Rows pointing to named objects
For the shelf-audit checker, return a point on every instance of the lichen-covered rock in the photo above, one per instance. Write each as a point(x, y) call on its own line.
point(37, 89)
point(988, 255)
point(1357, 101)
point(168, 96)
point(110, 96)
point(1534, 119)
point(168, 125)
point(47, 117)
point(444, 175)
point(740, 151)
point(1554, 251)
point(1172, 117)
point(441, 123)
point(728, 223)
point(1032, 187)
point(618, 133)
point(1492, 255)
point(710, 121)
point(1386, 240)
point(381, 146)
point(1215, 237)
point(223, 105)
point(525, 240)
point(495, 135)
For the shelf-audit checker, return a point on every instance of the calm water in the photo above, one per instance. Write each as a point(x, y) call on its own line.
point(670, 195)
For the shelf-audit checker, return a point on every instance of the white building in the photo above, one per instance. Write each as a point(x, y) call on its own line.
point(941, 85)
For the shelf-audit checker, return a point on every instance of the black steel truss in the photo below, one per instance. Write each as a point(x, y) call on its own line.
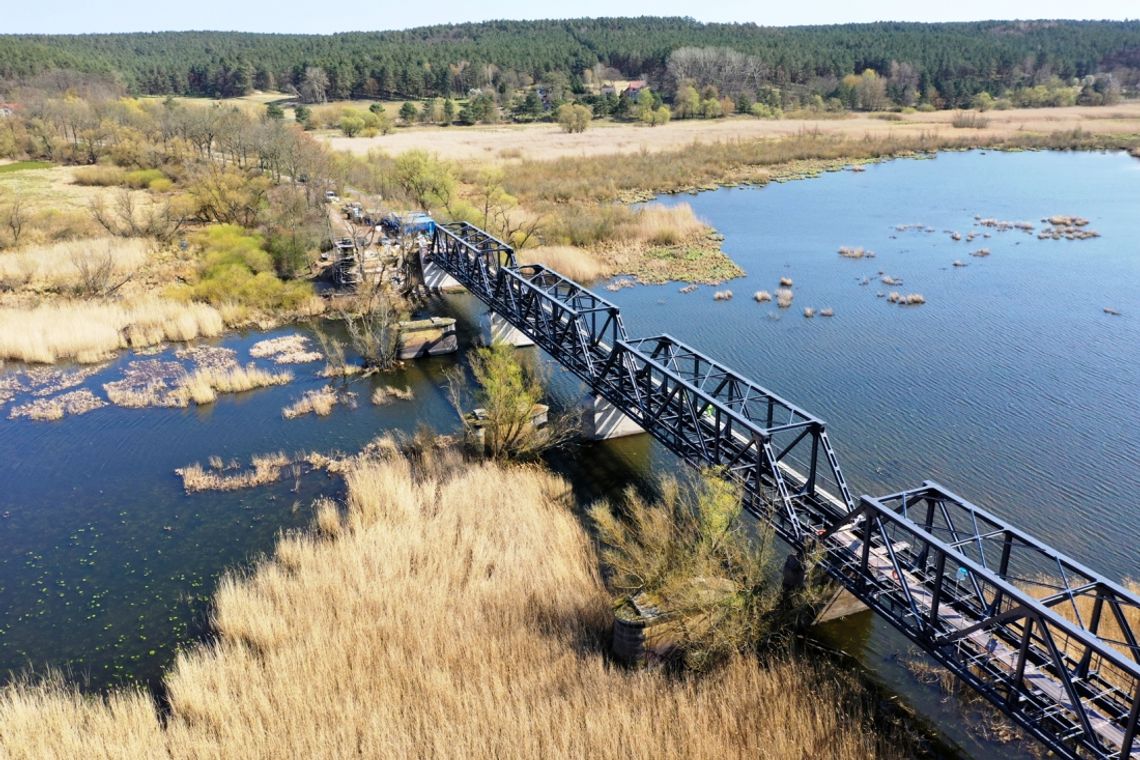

• What is required
Please copy every row above word for word, omitting the pictures.

• Correct response
For the shelf-audit checker, return a point on every instance of the lichen-covered rock in the photo above, one per instance. Write each as a point(x, y) call on its own line.
point(37, 89)
point(988, 255)
point(1357, 101)
point(168, 96)
point(110, 96)
point(1534, 119)
point(168, 125)
point(47, 117)
point(444, 175)
point(740, 151)
point(1554, 251)
point(1172, 117)
point(441, 123)
point(728, 223)
point(1032, 187)
point(618, 133)
point(1492, 255)
point(710, 121)
point(1386, 240)
point(381, 146)
point(1215, 237)
point(223, 105)
point(525, 240)
point(495, 135)
For the shelf-audit checker, return a point on every instance of the calm water in the photo above, one per instance. Write each as a point(x, y) call on its own line.
point(670, 195)
For the shelf-audit checker, return a point on every instance of the white building in the photo above, one per instance. Write each as a point(x, y) call on its own line.
point(941, 85)
For the shelf-audit checker, return a point on every instance of the black steel truss in the photo below, one per instance. Write each as a point(x, y) call on its own line.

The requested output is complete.